(Image-grounded pointing data)
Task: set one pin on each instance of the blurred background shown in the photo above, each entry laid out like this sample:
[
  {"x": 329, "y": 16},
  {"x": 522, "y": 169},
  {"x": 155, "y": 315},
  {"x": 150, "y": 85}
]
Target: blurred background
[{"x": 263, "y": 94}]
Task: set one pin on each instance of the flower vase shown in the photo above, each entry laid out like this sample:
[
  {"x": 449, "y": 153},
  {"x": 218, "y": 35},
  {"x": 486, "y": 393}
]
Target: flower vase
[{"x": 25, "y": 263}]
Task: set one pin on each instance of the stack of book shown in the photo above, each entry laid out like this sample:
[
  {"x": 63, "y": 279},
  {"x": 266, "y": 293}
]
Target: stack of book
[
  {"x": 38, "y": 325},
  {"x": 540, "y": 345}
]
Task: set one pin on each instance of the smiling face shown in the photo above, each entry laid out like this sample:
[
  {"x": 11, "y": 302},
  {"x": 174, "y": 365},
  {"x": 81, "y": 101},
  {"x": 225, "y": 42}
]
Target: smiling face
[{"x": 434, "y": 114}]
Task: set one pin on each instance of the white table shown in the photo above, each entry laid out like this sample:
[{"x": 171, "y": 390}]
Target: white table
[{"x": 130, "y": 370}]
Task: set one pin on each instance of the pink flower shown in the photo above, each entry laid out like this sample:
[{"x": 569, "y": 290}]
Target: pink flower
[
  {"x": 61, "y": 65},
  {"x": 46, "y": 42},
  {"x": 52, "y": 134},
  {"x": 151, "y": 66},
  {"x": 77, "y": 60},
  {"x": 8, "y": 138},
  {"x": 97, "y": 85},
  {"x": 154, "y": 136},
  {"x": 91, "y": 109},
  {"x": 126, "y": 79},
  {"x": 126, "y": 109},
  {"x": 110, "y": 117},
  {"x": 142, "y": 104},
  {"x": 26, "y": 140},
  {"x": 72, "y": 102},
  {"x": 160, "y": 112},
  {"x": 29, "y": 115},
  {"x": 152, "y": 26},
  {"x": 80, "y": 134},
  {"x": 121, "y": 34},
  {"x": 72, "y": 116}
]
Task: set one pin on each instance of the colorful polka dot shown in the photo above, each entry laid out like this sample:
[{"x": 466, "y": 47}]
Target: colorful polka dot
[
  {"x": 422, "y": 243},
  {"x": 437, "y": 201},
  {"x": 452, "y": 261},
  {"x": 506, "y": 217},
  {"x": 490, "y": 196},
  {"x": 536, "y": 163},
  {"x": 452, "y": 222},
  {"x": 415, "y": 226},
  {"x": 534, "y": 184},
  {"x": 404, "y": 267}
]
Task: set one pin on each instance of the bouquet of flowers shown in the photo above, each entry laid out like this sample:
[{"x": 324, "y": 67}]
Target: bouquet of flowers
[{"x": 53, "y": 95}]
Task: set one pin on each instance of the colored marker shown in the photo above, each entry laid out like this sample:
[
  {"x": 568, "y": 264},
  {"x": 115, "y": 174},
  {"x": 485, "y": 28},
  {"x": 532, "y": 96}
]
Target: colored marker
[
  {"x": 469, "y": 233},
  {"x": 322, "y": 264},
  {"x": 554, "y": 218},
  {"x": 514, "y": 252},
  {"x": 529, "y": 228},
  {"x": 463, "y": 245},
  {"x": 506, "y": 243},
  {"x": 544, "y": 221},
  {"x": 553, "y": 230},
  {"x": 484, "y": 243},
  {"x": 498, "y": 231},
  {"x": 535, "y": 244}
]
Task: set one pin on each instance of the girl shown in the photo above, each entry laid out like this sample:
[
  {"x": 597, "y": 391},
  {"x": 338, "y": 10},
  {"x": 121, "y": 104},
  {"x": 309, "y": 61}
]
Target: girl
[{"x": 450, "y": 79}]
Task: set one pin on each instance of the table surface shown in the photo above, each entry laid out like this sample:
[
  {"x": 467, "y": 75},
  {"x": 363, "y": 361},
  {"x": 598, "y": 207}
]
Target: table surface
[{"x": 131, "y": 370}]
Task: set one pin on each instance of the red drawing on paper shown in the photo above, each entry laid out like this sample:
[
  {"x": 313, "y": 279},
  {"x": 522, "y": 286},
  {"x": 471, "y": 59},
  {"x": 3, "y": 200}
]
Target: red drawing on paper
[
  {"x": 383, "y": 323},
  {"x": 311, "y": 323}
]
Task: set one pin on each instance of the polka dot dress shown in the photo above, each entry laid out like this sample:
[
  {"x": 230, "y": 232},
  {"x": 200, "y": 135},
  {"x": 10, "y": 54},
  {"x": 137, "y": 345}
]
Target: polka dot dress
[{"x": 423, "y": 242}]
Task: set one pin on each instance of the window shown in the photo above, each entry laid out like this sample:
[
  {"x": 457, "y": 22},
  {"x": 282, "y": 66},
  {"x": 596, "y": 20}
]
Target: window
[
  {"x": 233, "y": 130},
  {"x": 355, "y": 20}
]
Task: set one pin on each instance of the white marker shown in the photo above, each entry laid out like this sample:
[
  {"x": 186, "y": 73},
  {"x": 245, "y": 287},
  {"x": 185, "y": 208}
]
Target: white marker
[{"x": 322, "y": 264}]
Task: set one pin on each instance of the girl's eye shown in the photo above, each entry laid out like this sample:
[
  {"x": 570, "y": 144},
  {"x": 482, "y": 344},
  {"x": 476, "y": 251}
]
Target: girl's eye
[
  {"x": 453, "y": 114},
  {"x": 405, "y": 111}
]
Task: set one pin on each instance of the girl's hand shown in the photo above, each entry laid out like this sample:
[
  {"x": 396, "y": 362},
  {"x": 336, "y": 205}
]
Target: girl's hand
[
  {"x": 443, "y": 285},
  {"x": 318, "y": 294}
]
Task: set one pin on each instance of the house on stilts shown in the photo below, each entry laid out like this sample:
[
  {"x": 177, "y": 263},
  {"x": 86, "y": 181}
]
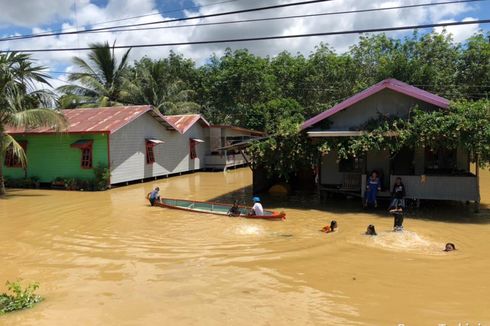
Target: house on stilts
[
  {"x": 435, "y": 175},
  {"x": 133, "y": 142}
]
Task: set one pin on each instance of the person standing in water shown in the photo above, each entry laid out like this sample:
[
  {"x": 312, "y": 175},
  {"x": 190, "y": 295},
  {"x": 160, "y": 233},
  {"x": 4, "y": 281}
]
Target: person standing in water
[
  {"x": 398, "y": 194},
  {"x": 371, "y": 230},
  {"x": 154, "y": 196},
  {"x": 330, "y": 228},
  {"x": 257, "y": 208},
  {"x": 372, "y": 188},
  {"x": 398, "y": 218},
  {"x": 234, "y": 210}
]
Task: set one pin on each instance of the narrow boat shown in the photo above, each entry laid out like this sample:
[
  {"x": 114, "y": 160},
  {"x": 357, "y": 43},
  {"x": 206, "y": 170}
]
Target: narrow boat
[{"x": 214, "y": 208}]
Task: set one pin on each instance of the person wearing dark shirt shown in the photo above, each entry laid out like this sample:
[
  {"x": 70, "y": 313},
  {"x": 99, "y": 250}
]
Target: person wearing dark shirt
[{"x": 398, "y": 194}]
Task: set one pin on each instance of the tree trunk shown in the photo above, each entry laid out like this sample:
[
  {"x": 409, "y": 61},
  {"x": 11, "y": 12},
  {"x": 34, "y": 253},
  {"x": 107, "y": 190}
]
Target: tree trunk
[{"x": 2, "y": 181}]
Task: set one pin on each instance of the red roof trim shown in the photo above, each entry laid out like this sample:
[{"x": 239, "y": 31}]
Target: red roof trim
[{"x": 394, "y": 85}]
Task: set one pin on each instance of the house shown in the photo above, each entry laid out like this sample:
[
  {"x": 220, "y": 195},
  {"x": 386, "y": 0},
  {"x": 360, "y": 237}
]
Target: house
[
  {"x": 427, "y": 174},
  {"x": 134, "y": 143},
  {"x": 222, "y": 136}
]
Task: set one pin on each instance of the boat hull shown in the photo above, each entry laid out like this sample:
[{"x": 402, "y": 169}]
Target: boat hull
[{"x": 214, "y": 208}]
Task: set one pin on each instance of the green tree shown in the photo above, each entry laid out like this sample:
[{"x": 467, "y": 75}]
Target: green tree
[
  {"x": 21, "y": 103},
  {"x": 165, "y": 83},
  {"x": 99, "y": 81}
]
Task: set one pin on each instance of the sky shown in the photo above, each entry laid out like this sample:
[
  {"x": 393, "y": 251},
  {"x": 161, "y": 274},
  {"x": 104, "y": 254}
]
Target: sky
[{"x": 22, "y": 17}]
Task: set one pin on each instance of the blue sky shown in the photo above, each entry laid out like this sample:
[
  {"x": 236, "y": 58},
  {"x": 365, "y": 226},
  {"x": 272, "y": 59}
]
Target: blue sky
[{"x": 34, "y": 16}]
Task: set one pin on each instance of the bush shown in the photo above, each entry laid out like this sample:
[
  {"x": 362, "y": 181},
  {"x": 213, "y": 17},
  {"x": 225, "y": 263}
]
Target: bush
[{"x": 19, "y": 298}]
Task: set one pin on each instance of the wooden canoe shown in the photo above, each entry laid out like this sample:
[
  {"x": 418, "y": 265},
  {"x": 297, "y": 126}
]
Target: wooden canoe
[{"x": 214, "y": 208}]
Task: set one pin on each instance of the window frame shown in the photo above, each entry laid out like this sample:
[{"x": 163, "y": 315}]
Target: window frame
[{"x": 13, "y": 161}]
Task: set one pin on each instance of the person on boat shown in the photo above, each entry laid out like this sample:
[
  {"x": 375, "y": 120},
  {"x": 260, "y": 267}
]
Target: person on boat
[
  {"x": 330, "y": 228},
  {"x": 397, "y": 218},
  {"x": 398, "y": 194},
  {"x": 371, "y": 230},
  {"x": 372, "y": 188},
  {"x": 257, "y": 208},
  {"x": 234, "y": 210},
  {"x": 154, "y": 196},
  {"x": 450, "y": 247}
]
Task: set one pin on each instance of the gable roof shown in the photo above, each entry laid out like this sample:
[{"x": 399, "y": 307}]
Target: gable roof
[
  {"x": 97, "y": 120},
  {"x": 184, "y": 122},
  {"x": 392, "y": 84}
]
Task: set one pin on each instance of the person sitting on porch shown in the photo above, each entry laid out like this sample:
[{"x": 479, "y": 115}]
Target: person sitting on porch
[
  {"x": 398, "y": 218},
  {"x": 257, "y": 208},
  {"x": 372, "y": 188},
  {"x": 330, "y": 228},
  {"x": 398, "y": 194},
  {"x": 154, "y": 195},
  {"x": 371, "y": 230},
  {"x": 234, "y": 210},
  {"x": 450, "y": 247}
]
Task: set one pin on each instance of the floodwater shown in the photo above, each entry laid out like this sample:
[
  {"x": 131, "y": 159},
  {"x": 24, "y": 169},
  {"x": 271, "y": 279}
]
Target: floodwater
[{"x": 110, "y": 259}]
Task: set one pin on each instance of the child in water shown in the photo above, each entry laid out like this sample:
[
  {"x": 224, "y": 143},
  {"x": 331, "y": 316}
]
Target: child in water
[
  {"x": 371, "y": 230},
  {"x": 450, "y": 247},
  {"x": 330, "y": 228}
]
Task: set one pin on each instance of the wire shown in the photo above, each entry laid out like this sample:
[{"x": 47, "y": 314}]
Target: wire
[
  {"x": 288, "y": 17},
  {"x": 22, "y": 37},
  {"x": 263, "y": 38}
]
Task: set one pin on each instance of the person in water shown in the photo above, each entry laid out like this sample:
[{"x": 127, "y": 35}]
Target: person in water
[
  {"x": 371, "y": 230},
  {"x": 372, "y": 188},
  {"x": 450, "y": 247},
  {"x": 154, "y": 196},
  {"x": 398, "y": 194},
  {"x": 257, "y": 208},
  {"x": 234, "y": 210},
  {"x": 330, "y": 228},
  {"x": 398, "y": 218}
]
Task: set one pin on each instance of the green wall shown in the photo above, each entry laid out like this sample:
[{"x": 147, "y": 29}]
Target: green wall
[{"x": 50, "y": 156}]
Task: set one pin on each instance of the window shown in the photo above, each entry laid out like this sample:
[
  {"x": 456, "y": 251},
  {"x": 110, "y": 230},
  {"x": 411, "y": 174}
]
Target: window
[
  {"x": 354, "y": 164},
  {"x": 440, "y": 161},
  {"x": 150, "y": 156},
  {"x": 87, "y": 157},
  {"x": 85, "y": 145},
  {"x": 192, "y": 149},
  {"x": 11, "y": 159}
]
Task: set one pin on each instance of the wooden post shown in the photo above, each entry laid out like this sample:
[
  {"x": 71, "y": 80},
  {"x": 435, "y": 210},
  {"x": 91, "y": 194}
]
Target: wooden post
[{"x": 477, "y": 174}]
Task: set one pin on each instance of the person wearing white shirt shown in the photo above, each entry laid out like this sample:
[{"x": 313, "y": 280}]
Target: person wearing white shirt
[{"x": 257, "y": 208}]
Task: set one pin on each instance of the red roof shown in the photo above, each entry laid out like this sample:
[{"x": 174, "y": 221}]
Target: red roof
[
  {"x": 96, "y": 120},
  {"x": 394, "y": 85},
  {"x": 184, "y": 122}
]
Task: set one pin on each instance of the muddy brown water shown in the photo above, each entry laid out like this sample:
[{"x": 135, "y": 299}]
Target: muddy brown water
[{"x": 109, "y": 259}]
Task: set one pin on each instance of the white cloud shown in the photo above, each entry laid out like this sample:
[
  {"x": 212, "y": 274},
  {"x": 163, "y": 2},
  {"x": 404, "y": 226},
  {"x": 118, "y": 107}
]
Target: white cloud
[
  {"x": 36, "y": 14},
  {"x": 459, "y": 33}
]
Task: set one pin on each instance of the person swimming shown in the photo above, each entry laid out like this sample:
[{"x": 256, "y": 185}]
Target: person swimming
[
  {"x": 257, "y": 208},
  {"x": 371, "y": 230},
  {"x": 330, "y": 228},
  {"x": 450, "y": 247},
  {"x": 154, "y": 196},
  {"x": 234, "y": 210}
]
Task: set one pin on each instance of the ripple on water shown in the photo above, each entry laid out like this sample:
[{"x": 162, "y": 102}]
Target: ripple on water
[{"x": 405, "y": 241}]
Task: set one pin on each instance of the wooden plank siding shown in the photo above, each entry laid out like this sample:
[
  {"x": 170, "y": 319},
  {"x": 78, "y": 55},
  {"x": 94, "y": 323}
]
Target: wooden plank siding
[{"x": 128, "y": 150}]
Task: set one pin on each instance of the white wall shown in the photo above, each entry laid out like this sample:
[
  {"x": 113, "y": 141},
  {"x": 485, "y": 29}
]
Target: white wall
[{"x": 128, "y": 150}]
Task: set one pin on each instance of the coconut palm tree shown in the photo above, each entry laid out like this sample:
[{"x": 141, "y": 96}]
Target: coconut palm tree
[
  {"x": 21, "y": 103},
  {"x": 156, "y": 82},
  {"x": 99, "y": 81}
]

§ **Problem to work on**
From the line containing "Target: muddy brown water" to the final line of the data above, transcribe every line exactly and nothing more.

§ **Reply to the exercise**
Target: muddy brown water
[{"x": 109, "y": 259}]
Task: set one pin on each instance of the white cloud shown in the photo above, each entry laid out like this sample:
[
  {"x": 212, "y": 274},
  {"x": 163, "y": 2},
  {"x": 404, "y": 226},
  {"x": 118, "y": 107}
]
Target: white cloud
[
  {"x": 36, "y": 14},
  {"x": 459, "y": 33}
]
Task: set one pin on each instance of the person swimming shown in the photo above, each entry laid out like this sample:
[{"x": 256, "y": 185}]
Target: person swimming
[
  {"x": 257, "y": 208},
  {"x": 371, "y": 230},
  {"x": 330, "y": 228},
  {"x": 450, "y": 247},
  {"x": 154, "y": 196},
  {"x": 234, "y": 210}
]
Task: set one pin on each instance of the ripple on water shown in the photo above, each entry laid out like this sample:
[{"x": 162, "y": 102}]
Target: ripple on water
[{"x": 405, "y": 241}]
Task: set one pin on each instance of the wooden plank siding shown in the photo above, each entry laid out like this sample:
[
  {"x": 170, "y": 319},
  {"x": 78, "y": 55},
  {"x": 94, "y": 323}
]
Target: wooden plank siding
[{"x": 128, "y": 150}]
Task: set one pin on each instance of the white wall shown in the photo above, each entry laid out like this sample:
[
  {"x": 113, "y": 141},
  {"x": 485, "y": 29}
]
Target: white wall
[{"x": 128, "y": 150}]
Task: set one pin on each instance of the coconut palm tree shown in the photo above, each entry laid out like this sample:
[{"x": 141, "y": 96}]
Target: coconut palm tree
[
  {"x": 21, "y": 103},
  {"x": 156, "y": 82},
  {"x": 99, "y": 81}
]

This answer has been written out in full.